Input rows:
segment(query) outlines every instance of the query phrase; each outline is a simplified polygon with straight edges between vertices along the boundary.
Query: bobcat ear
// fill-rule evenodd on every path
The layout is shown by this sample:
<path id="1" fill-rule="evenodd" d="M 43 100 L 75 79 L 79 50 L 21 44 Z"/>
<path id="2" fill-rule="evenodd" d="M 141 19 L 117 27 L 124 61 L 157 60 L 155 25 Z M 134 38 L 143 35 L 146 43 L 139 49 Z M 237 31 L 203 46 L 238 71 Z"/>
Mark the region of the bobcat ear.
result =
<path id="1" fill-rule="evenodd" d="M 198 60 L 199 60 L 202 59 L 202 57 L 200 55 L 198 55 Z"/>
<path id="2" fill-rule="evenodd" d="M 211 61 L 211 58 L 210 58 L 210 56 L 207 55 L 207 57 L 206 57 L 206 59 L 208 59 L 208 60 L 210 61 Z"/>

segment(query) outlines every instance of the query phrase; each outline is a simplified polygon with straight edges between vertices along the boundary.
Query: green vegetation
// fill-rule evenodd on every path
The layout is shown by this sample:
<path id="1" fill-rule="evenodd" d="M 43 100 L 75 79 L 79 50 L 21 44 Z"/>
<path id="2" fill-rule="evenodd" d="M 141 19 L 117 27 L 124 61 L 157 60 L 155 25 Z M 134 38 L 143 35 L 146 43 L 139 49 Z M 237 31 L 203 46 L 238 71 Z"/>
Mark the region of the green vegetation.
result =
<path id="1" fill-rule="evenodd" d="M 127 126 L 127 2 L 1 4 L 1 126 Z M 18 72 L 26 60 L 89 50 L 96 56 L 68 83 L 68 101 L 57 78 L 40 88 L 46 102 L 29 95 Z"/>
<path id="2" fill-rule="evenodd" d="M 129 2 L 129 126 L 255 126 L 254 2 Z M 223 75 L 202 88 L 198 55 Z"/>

Exercise instructions:
Which lines in the material contain the string "path"? Show each of them in full. Case counts.

Exercise answer:
// fill-rule evenodd on every path
<path id="1" fill-rule="evenodd" d="M 43 100 L 75 79 L 79 50 L 21 44 Z"/>
<path id="2" fill-rule="evenodd" d="M 141 19 L 117 27 L 124 61 L 157 60 L 155 25 Z M 134 38 L 143 35 L 146 43 L 139 49 Z M 237 31 L 203 46 L 238 71 Z"/>
<path id="1" fill-rule="evenodd" d="M 198 60 L 199 60 L 202 59 L 202 57 L 200 55 L 198 55 Z"/>
<path id="2" fill-rule="evenodd" d="M 211 61 L 211 58 L 210 58 L 210 56 L 207 55 L 207 57 L 206 57 L 206 59 L 208 59 L 208 60 L 210 61 Z"/>
// fill-rule evenodd on every path
<path id="1" fill-rule="evenodd" d="M 43 100 L 75 79 L 79 50 L 21 44 Z"/>
<path id="2" fill-rule="evenodd" d="M 141 19 L 117 27 L 124 61 L 157 60 L 155 25 Z M 134 38 L 143 35 L 146 43 L 139 49 Z M 237 31 L 203 46 L 238 71 Z"/>
<path id="1" fill-rule="evenodd" d="M 127 126 L 127 2 L 1 4 L 1 126 Z M 18 72 L 26 60 L 89 50 L 96 56 L 68 83 L 68 101 L 57 78 L 40 88 L 46 102 L 29 95 Z"/>
<path id="2" fill-rule="evenodd" d="M 129 2 L 129 126 L 255 126 L 254 2 Z M 223 75 L 202 88 L 198 55 Z"/>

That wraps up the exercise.